**Problem details:** Edit the rows below so that "instance" becomes "object" and nothing else changes. Leave the pictures out of your answer.

Excerpts of pointing data
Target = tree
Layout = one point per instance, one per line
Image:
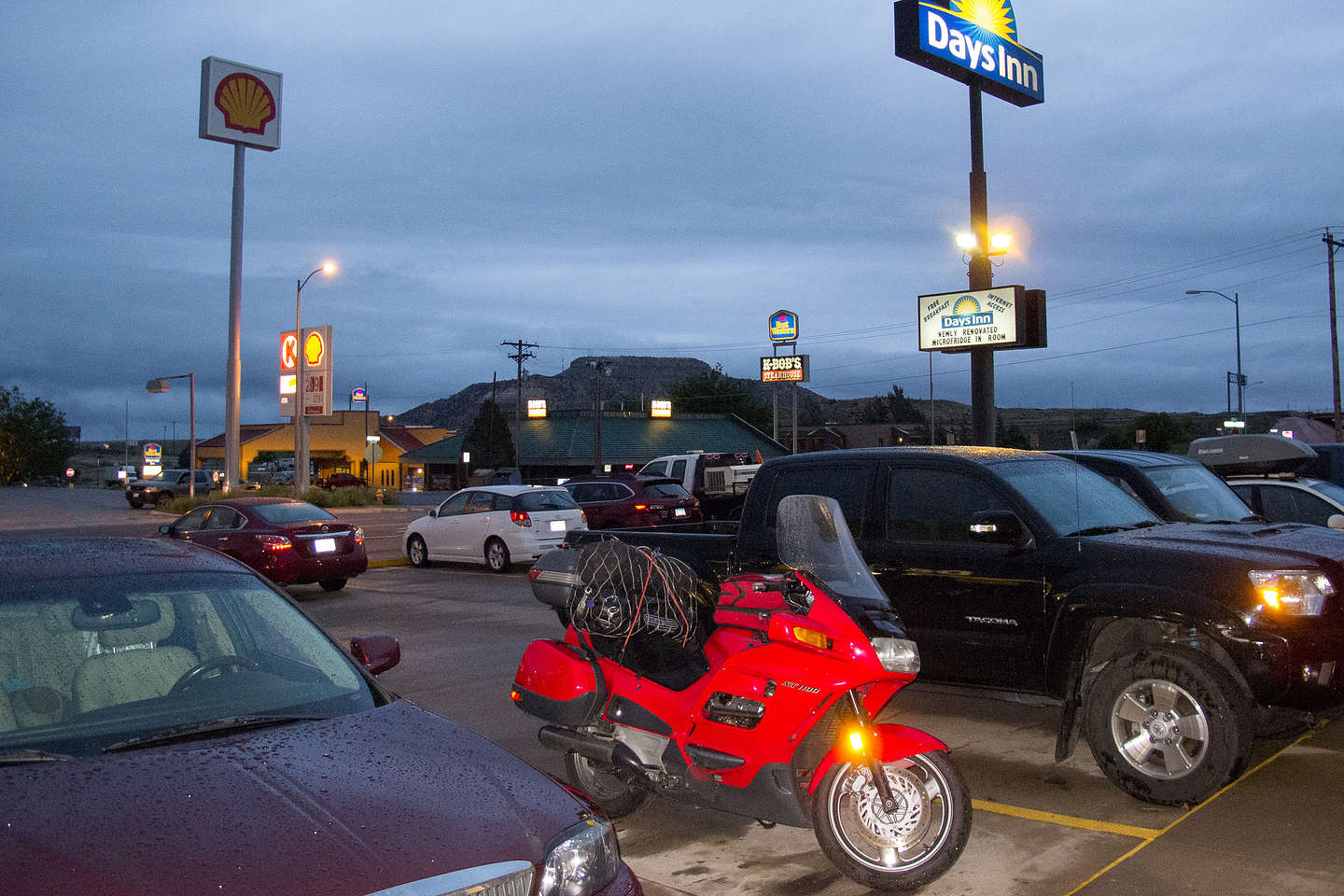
(901, 409)
(488, 440)
(34, 440)
(714, 392)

**Exercise answer:**
Target = tree
Layout = one point per object, one per line
Image:
(901, 409)
(488, 440)
(34, 440)
(714, 392)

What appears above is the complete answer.